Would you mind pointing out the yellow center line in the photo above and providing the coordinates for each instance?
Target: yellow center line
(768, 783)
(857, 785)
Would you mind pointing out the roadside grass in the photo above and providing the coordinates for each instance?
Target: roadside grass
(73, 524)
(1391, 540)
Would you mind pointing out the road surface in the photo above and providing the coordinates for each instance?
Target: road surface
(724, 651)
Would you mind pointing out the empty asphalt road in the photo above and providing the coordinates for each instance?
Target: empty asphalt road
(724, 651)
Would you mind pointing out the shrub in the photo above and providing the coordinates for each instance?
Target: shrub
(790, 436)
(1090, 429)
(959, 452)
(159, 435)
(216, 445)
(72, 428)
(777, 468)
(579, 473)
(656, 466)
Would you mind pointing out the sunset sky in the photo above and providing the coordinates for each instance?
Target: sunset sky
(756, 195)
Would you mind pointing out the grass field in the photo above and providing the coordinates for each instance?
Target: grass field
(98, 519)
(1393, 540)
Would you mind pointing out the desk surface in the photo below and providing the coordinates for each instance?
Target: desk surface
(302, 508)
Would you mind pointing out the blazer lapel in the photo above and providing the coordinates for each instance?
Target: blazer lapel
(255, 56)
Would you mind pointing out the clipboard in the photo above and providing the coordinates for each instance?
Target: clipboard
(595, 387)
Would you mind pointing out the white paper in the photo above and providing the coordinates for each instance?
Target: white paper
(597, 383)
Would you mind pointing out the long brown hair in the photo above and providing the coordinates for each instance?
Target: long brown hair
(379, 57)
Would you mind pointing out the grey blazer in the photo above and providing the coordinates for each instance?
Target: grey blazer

|---|

What to do:
Set down the listing above in full, please, exactly as it appears.

Finished answer:
Would you mind pointing out the yellow center line in the photo above and providing the coordinates for each instance?
Target: yellow center line
(768, 783)
(857, 785)
Would you mind pointing out the roadside grass in the photo above and providing the coordinates for each instance?
Target: roadside grass
(73, 524)
(1391, 540)
Would you mind pointing out the road surface in the photo above and providing the coordinates for each instance?
Target: road surface
(724, 651)
Would you mind pointing out the empty asphalt road in the photo above and providing the coordinates for each instance?
Target: empty asphalt road
(724, 651)
Would you mind pointing out the shrub in the photo above and providing the coordinates for each instance?
Target: shrub
(790, 436)
(1090, 429)
(959, 452)
(159, 435)
(216, 445)
(72, 428)
(777, 468)
(579, 473)
(656, 466)
Would you mind pointing out the sunset sky in the photo above and providing the coordinates for each instance?
Target: sunset sky
(756, 195)
Would you mind pointing out the grass field in the photo above and providing the coordinates for each instance?
Target: grass field
(98, 519)
(1393, 540)
Would you mind pointing out the desk surface in the photo below and providing the coordinates for each instance?
Target: desk surface
(302, 508)
Would you mind pointing out the blazer lapel in the photo above and providing the coordinates for each instance?
Target: blazer lapel
(255, 56)
Would you mind pointing out the clipboard in the photo above and providing the coordinates for each instance?
Target: clipboard
(595, 387)
Would you mind pointing out the white paper in the photo above and providing the coordinates for each instance?
Target: white paper
(597, 383)
Would you mind pointing out the long brown hair in the photo above and providing the coordinates for each instance?
Target: long brown hair
(379, 57)
Would you mind pointing out the grey blazer in the photo above and providing the coordinates for each instance?
Target: grey blazer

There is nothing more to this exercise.